Dataset excerpts on pointing at objects:
↓

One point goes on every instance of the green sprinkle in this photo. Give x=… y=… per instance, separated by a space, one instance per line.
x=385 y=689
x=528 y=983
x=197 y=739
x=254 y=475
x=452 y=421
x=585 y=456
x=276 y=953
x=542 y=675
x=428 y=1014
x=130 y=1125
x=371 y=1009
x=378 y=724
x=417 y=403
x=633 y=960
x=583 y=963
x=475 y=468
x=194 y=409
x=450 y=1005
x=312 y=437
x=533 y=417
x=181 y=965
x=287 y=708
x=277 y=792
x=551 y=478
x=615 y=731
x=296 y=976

↑

**WORK INSTRUCTIONS**. Output the items above as a two-column CSV with the header row instruction,points, one row per item. Put each item's text and its answer in one quoted field each, replacing line breaks with spaces.

**THE RESPONSE**.
instruction,points
"One point goes on every instance of the green sprinkle in this photo. Give x=… y=… per instance, separated by a space, one instance per line.","x=385 y=689 x=528 y=983 x=197 y=739 x=254 y=475 x=452 y=421 x=585 y=456 x=276 y=953 x=542 y=675 x=428 y=1014 x=130 y=1125 x=371 y=1009 x=378 y=724 x=417 y=403 x=633 y=960 x=583 y=963 x=475 y=468 x=194 y=409 x=450 y=1005 x=312 y=437 x=533 y=417 x=181 y=965 x=287 y=708 x=277 y=792 x=551 y=478 x=615 y=731 x=296 y=976"